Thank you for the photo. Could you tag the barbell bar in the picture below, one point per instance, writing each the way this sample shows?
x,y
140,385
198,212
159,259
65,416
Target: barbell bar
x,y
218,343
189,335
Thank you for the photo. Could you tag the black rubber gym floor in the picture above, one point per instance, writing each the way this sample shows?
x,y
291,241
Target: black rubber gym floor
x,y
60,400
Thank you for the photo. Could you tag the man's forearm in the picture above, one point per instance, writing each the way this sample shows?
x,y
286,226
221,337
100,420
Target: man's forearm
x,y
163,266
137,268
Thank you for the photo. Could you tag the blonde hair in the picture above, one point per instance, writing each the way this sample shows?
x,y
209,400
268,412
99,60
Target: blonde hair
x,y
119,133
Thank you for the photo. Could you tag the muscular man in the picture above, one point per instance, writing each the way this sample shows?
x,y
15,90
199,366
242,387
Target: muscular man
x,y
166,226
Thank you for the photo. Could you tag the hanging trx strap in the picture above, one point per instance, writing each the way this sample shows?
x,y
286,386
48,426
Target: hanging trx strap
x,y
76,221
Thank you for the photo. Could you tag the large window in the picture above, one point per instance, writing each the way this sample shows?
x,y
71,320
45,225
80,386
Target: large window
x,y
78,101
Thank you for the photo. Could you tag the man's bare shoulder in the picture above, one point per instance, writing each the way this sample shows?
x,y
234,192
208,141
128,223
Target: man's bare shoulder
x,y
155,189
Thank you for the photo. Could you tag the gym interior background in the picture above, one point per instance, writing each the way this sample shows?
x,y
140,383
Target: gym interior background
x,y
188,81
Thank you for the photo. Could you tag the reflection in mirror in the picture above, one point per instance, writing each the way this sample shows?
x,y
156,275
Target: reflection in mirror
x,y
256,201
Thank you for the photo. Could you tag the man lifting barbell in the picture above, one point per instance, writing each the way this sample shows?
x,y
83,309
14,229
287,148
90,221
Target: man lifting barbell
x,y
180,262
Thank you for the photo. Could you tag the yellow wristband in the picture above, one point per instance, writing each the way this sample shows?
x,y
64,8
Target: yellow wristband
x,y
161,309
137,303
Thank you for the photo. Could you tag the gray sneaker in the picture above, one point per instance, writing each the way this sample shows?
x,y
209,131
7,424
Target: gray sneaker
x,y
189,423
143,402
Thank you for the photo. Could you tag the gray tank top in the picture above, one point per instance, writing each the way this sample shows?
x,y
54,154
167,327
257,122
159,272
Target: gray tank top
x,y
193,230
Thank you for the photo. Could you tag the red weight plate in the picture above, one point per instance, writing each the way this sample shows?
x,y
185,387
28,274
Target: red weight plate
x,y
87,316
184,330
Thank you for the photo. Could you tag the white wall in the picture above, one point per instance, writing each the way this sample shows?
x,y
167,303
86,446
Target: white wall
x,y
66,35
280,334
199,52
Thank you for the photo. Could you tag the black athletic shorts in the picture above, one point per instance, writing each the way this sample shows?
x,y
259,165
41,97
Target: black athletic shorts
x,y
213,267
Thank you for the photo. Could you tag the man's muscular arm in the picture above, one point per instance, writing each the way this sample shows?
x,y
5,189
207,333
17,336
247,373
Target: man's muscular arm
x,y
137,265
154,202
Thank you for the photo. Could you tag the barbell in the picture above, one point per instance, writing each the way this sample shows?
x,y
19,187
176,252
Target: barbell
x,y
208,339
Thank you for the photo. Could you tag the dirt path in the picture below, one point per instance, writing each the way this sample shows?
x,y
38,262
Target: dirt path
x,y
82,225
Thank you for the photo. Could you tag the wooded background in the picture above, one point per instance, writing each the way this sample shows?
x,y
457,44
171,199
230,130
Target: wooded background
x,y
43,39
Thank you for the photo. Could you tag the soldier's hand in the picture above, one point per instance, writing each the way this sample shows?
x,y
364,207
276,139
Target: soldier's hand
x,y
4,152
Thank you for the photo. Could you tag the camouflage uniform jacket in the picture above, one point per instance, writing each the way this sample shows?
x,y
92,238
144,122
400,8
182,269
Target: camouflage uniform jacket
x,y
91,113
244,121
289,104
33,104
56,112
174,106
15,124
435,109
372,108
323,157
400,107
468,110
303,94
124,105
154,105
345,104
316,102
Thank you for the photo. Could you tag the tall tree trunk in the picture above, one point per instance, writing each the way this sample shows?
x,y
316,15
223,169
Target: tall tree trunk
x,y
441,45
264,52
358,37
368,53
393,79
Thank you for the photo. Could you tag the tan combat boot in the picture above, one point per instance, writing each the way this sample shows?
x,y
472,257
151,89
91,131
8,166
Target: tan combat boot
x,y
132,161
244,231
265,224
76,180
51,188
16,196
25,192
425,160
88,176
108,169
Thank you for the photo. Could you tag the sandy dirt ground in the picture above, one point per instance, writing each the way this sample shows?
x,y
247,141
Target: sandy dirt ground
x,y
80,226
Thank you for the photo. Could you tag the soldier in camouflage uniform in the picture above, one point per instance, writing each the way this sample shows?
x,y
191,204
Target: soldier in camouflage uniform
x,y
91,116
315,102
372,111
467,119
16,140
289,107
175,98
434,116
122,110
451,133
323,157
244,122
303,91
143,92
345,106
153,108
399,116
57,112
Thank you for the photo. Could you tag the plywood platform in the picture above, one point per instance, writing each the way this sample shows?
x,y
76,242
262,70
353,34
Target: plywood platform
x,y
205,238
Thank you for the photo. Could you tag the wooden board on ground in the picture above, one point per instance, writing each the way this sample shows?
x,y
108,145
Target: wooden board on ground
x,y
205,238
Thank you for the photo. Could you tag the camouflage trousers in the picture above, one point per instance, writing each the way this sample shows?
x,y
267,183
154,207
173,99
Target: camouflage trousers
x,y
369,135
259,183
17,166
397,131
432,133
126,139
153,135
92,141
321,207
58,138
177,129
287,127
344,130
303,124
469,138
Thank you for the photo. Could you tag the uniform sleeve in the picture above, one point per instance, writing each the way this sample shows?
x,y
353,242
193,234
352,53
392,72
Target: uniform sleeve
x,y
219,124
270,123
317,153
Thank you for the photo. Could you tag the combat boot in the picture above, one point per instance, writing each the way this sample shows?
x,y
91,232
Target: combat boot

· · · · ·

**Direction**
In all the entries, switch "one point per instance" to "one point for each instance" and leave everything else unchanged.

**Solution to this exercise**
Thank you for the photo. Could you tag the barbell bar in the picture below, one point for each instance, writing each the way this sample shows?
x,y
140,385
198,212
159,259
65,416
Target: barbell bar
x,y
218,343
189,335
Thank you for the photo. Could you tag the black rubber gym floor in the picture above, one point for each instance, writing each the way this sample shows?
x,y
291,241
Target: black rubber gym floor
x,y
60,400
Thank you for the photo. Could you tag the man's forearm in the picture above, one point for each instance, writing each the way this sample shows?
x,y
286,226
221,337
100,420
Target: man's forearm
x,y
163,266
137,268
Thank you for the photo. Could you tag the blonde hair in the picture above, one point for each instance, writing each the way this sample shows?
x,y
209,400
268,412
99,60
Target: blonde hair
x,y
119,133
Thank you for the photo. Could you tag the muscular man in the picture above, one point for each instance, writing each the way this sample shows?
x,y
15,90
199,366
242,387
Target: muscular man
x,y
166,226
Thank you for the photo. Could you tag the hanging trx strap in the picture above, one point for each instance, writing each the way this sample shows?
x,y
286,386
48,426
Target: hanging trx strap
x,y
76,221
Thank you for the photo. Could you tag the large window in the picture above, one point for each instance, writing each the way this sample shows?
x,y
71,320
45,225
80,386
Target: large window
x,y
78,101
Thank you for the photo. Could you tag the man's bare shoulder in the picture above, one point for each instance, writing each the way this sample shows?
x,y
234,192
208,141
128,223
Target: man's bare shoulder
x,y
155,189
Thank you for the photo. Could you tag the gym interior background in the picture above, one point for each instance, writing each the way this sample shows?
x,y
140,383
Target: gym interior background
x,y
188,81
Thank you for the photo. Could you tag the reflection in mirror in the picture above, one point for each instance, writing each the way this sample shows?
x,y
156,275
Target: reflection in mirror
x,y
256,201
Thank you for the photo. Could you tag the man lifting barbell in the picture above, one point for each instance, writing each the way this sample shows?
x,y
83,309
14,229
287,148
90,221
Target: man lifting barbell
x,y
180,262
Thank you for the photo. Could you tag the yellow wristband in the picture above, one point for each instance, writing each the way this sample shows?
x,y
64,8
Target: yellow wristband
x,y
161,309
137,303
Thank you for the photo. Could you tag the gray sneaker in the picture above, one point for each instance, writing each the way this sample shows?
x,y
209,131
7,424
Target: gray sneaker
x,y
189,423
143,402
Thank you for the photo. Could you tag the gray tank top in the picture above, one point for each instance, writing each the way this sample shows?
x,y
54,154
167,327
257,122
159,272
Target: gray tank top
x,y
193,230
Thank you for the photo. Could you tag the red weight plate in the picture above, one point for each instance, writing each the way this sample shows?
x,y
185,387
28,274
Target: red weight plate
x,y
87,316
184,330
Thank you for the photo. Could you tag the white wall in the picture above, one point for each instance, writing each the way this sample shows?
x,y
167,303
86,446
Target: white wall
x,y
66,35
280,334
199,52
Thank you for the photo. Could you tag the black athletic shorts in the picture above, one point for each instance, writing each the way this sample shows?
x,y
259,165
41,97
Target: black athletic shorts
x,y
213,267
Thank you for the photo. Could you tag the man's muscular arm in the picture above, one point for each instance, writing each the way this sample shows?
x,y
5,189
207,333
17,336
247,373
Target: man's muscular arm
x,y
137,265
154,202
Thank you for the photo. Could you tag the barbell in the picture above, one point for each instance, writing each the way this sample shows?
x,y
19,187
176,252
Target: barbell
x,y
208,339
Thank you for the photo. Could you tag the dirt path in the picture below, one point for each instance, writing each the way this sample shows?
x,y
38,262
Target: dirt path
x,y
82,225
Thank you for the photo. Could you tag the wooded background in the picture above, one point for each instance, writing each the way this sample shows?
x,y
457,44
171,199
230,130
Target: wooded background
x,y
43,39
Thank you for the photo. Could you tag the soldier's hand in the picture above, one point for each instance, writing each the way this sample shows?
x,y
364,207
276,139
Target: soldier's hand
x,y
4,152
Thank you for the photo. Could you tag the camouflage uniform jacket in the picture above, one point for each instance, writing each the way this sample shows?
x,y
92,238
144,122
400,8
182,269
Target: camouflage uniform jacket
x,y
91,113
244,121
289,104
33,104
56,112
174,106
15,124
435,109
372,108
323,157
400,107
468,110
303,94
124,105
154,105
345,104
316,102
Thank you for the photo. Could you tag the tall tree trunk in the picture above, one point for each instance, writing each the way this sample shows?
x,y
316,15
223,169
Target: tall tree trunk
x,y
441,45
264,52
358,37
368,53
393,79
Thank you for the photo. Could you tag the tan combat boot in the picture above, one point for each instance, writing each the way this sample shows?
x,y
472,257
151,89
91,131
8,166
Target: tan combat boot
x,y
132,161
244,231
265,224
76,180
51,188
16,196
25,192
425,160
88,176
108,169
Thank you for the photo. Could you tag the sandy dirt ground in the picture above, one point for each instance, writing each the way this sample shows?
x,y
247,141
Target: sandy dirt ground
x,y
80,226
Thank you for the photo. Could you tag the soldier in camouflage uniform in the picture above, one point for each instance, writing each the way this sample shows?
x,y
191,204
Target: soldier in camouflage uniform
x,y
91,116
315,102
372,111
467,119
16,140
289,107
175,98
434,116
122,110
451,133
323,157
244,122
303,91
143,92
345,106
153,108
399,116
57,112
Thank you for the photo. Could you tag the plywood platform in the picture above, one point for each instance, writing each the way this sample shows?
x,y
76,242
262,70
353,34
Target: plywood platform
x,y
205,238
Thank you for the photo. Could you tag the wooden board on ground in the picture above, one point for each instance, writing each the way this sample shows?
x,y
108,145
Target: wooden board on ground
x,y
205,238
Thank you for the photo. Could you tag the camouflage trousers in the picture above, one point for each instance, writing each the way this sample shows?
x,y
267,183
154,207
173,99
Target: camouflage trousers
x,y
369,135
259,183
17,166
397,131
432,133
126,139
153,135
92,141
321,207
58,138
177,129
287,127
344,130
303,124
469,138
Thank you for the photo. Could you tag the uniform sleeve in the picture above, one point for each instance, writing each the way this sample shows?
x,y
353,242
193,234
352,53
392,72
Target: uniform sleeve
x,y
219,124
270,123
317,153
Thank you for the photo. Could you tag the combat boot in the picture above, one point for each instance, writing each the way this sample shows?
x,y
91,232
Target: combat boot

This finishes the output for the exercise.